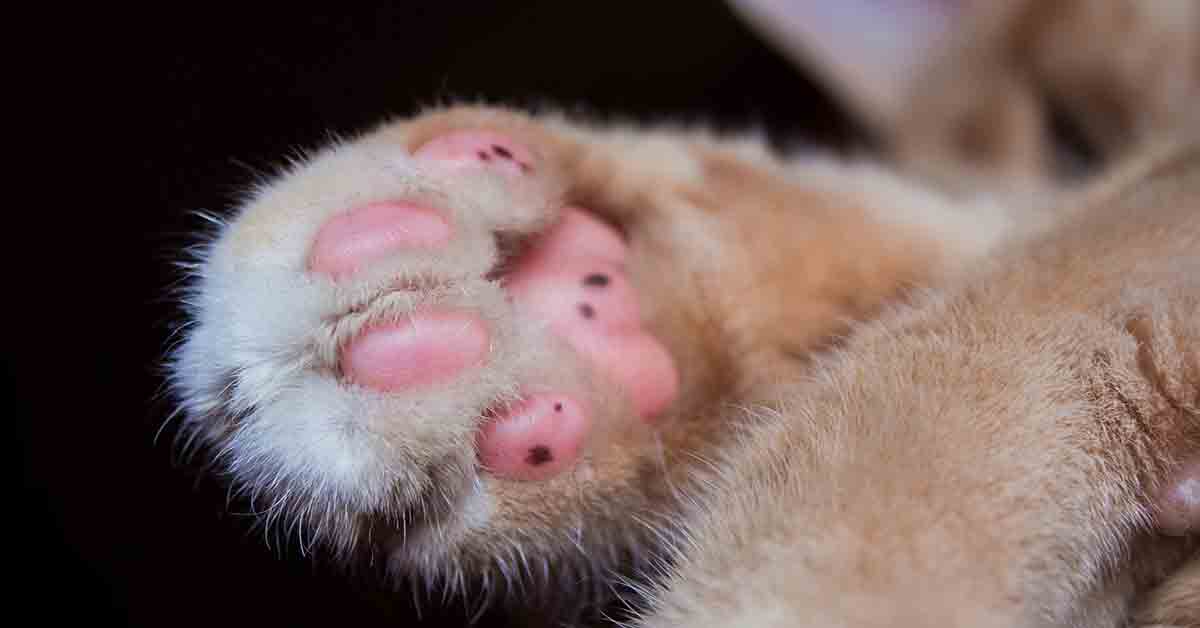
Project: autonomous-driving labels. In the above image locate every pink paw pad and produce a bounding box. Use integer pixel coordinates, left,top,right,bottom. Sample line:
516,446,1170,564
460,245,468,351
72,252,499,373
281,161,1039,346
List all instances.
○ ○ ○ ○
EXERCISE: From the material above, extract every line containing the word "Sample" and reproduce each such line unchanged.

WORKED SOLUTION:
Project: autonomous-driving labels. In the above image locate every pink paw pad and produce a bounding box. Use integer pixel coordinates, left,top,right,bottom. Sample line:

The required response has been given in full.